** SELECTED TEXT follows **

This TED Talk below by Juan Enriquez is one of the most thought provoking, scary, exciting, and explanatory talks that I have seen. (And believe me, I have seen a lot.) He very convincingly postulates that we are in the throes of a major evolutionary change and that our kid’s kids or grandkids may be a new species.
He points out that throughout human evolution, multiple versions of humans co-existed. Then dives into some of the things being discovered by genome mapping.
… we’re actually beginning to find things like, do you have an ACE gene? Why would that matter? Because nobody’s ever climbed an 8,000-meter peak without oxygen that doesn’t have an ACE gene. And if you want to get more specific, how about a 577R genotype? Well it turns out that every male Olympic power athlete ever tested carries at least one of these variants.
I’ll let you hear the rest on the video, but he goes into some pretty convincing arguments.
Now part of why I find this all so fascinating is how it dovetails into some other things I have been thinking about and discussing with other people.
Earlier tonight my partner was expressing his incredibility that some people can and do believe statements like Todd Akin’s “If it’s a legitimate rape, the female body has ways to try to shut that whole thing down.” [and thus cannot get pregnant from rape and that therefore all abortion should be illegal.]
What if maybe the huge gap we see between the religious extreme right and the more strongly scientific left are actually on the way to becoming two different species or at least subspecies? Think about it; we do tend to marry within our groups. We probably cross cultural and ethnic lines with marriage and procreation more than we do between the extreme right or left. Or maybe humans are becoming many more than two distinct species?
Enriquez is actually coming at it from a different direction than I have taken it.
[He thinks] we’re transitioning into Homo evolutis that, for better or worse, is not just a hominid that’s conscious of his or her environment, it’s a hominid that’s beginning to directly and deliberately control the evolution of its own species, of bacteria, of plants, of animals. And I think that’s such an order of magnitude change that your grandkids or your great-grandkids may be a species very different from you.
But will the way different groups use those tools create even greater differences and divisions?
So what will humans evolve to? And if we evolve to different species or even subspecies will one become dominant and annihilate the other? Or will one become dominant and the other(s) just become extinct because they are not as fit for the world the Homo evolutis (or whatever they are called) created? Or will multiple species co-exist on the planet? Or, for that matter, will there be a planet any of the species can exist on at all?
Then there is the question of where the boundaries would/will be between species or subspecies. In truth there does not seem to even be a clear definition of species that is universally accepted. Wikipedia has a detailed entry on the debate around definition of species.

** End of SELECTED TEXT **

_TASK LIST_:
a. Reproduce the part of the post on human evolution starting with "Now part of" and going on through "two distinct species?".
b. In the post on human evolution, what species does Enriquez think humans are transitioning into?
The records were drawn from a separate source.

** GIVEN INFORMATION follows **

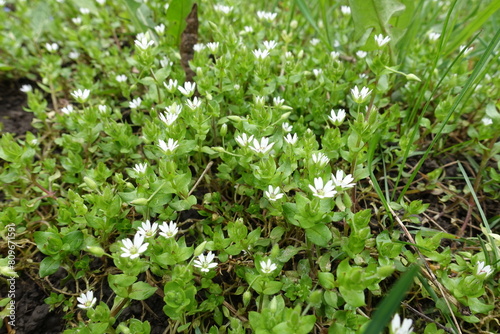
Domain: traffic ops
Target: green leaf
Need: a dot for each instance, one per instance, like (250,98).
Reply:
(48,266)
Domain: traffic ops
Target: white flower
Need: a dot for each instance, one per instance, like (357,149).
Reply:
(160,29)
(346,10)
(401,328)
(86,300)
(169,230)
(143,42)
(321,190)
(315,41)
(286,127)
(267,267)
(223,9)
(121,78)
(261,147)
(266,16)
(320,158)
(434,36)
(198,47)
(487,121)
(260,54)
(213,46)
(243,139)
(52,47)
(343,181)
(81,95)
(361,54)
(359,96)
(168,118)
(381,40)
(337,117)
(168,146)
(269,45)
(73,55)
(278,101)
(134,249)
(483,270)
(135,103)
(171,86)
(193,104)
(26,88)
(317,72)
(291,139)
(273,194)
(146,229)
(205,263)
(188,89)
(68,109)
(140,168)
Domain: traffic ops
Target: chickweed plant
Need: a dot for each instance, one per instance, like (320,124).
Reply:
(332,167)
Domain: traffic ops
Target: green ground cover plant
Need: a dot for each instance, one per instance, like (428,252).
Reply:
(330,167)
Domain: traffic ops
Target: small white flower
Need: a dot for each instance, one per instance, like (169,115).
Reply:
(135,103)
(266,16)
(483,270)
(68,109)
(401,328)
(291,139)
(52,47)
(286,127)
(26,88)
(213,46)
(223,9)
(334,55)
(260,54)
(81,95)
(381,40)
(273,194)
(168,230)
(243,139)
(73,55)
(121,78)
(434,36)
(321,190)
(346,10)
(267,267)
(86,300)
(261,147)
(269,45)
(315,41)
(143,42)
(340,180)
(205,263)
(359,96)
(168,118)
(188,88)
(134,249)
(337,117)
(320,159)
(199,47)
(361,54)
(168,146)
(487,121)
(146,229)
(140,168)
(160,29)
(171,86)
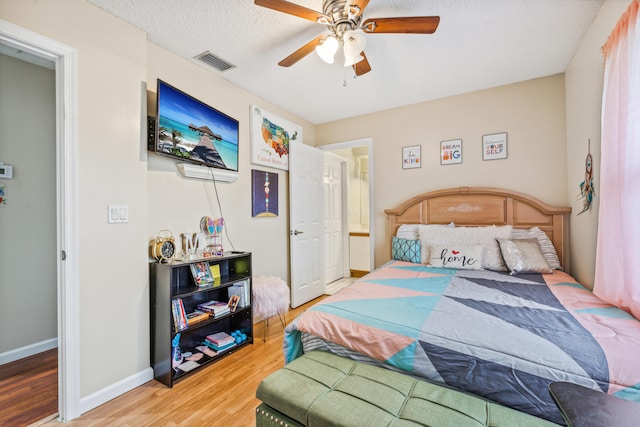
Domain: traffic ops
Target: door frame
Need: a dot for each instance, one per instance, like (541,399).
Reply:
(344,219)
(66,65)
(368,142)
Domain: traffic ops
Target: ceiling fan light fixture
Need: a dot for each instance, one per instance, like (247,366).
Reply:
(354,42)
(327,50)
(352,60)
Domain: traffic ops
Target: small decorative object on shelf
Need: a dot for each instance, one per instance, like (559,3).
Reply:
(163,247)
(201,273)
(201,311)
(212,229)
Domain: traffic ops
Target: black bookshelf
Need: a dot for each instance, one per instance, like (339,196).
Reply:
(174,281)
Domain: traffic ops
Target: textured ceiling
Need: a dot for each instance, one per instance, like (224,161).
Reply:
(479,44)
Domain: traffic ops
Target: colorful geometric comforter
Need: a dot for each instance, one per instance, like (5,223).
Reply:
(502,337)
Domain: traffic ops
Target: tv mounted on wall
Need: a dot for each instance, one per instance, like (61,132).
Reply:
(190,130)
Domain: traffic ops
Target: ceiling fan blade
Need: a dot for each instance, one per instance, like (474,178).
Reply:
(292,9)
(411,24)
(357,6)
(362,67)
(302,52)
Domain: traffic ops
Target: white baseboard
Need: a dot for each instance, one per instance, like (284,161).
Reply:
(28,350)
(114,390)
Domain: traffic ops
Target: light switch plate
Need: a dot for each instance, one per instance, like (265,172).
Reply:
(117,214)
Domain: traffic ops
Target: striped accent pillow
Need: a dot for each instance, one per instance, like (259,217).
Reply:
(405,250)
(546,247)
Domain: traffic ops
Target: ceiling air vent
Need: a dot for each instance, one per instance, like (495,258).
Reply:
(213,61)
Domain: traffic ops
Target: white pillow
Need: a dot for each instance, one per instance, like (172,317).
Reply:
(464,257)
(547,248)
(431,235)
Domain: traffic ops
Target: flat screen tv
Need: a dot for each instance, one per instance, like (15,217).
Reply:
(190,130)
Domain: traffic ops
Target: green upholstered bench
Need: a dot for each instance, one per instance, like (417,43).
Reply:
(322,389)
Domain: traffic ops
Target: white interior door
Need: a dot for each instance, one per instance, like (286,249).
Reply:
(333,230)
(306,223)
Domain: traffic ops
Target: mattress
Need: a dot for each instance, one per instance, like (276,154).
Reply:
(501,337)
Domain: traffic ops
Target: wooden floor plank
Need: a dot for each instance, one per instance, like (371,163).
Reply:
(222,394)
(29,389)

** End of GIVEN INFORMATION **

_WRITTEN ANSWERS_:
a.
Now part of why I find this all so fascinating is how it dovetails into some other things I have been thinking about and discussing with other people.
Earlier tonight my partner was expressing his incredibility that some people can and do believe statements like Todd Akin’s “If it’s a legitimate rape, the female body has ways to try to shut that whole thing down.” [and thus cannot get pregnant from rape and that therefore all abortion should be illegal.]
What if maybe the huge gap we see between the religious extreme right and the more strongly scientific left are actually on the way to becoming two different species or at least subspecies? Think about it; we do tend to marry within our groups. We probably cross cultural and ethnic lines with marriage and procreation more than we do between the extreme right or left. Or maybe humans are becoming many more than two distinct species?

b. Homo evolutis.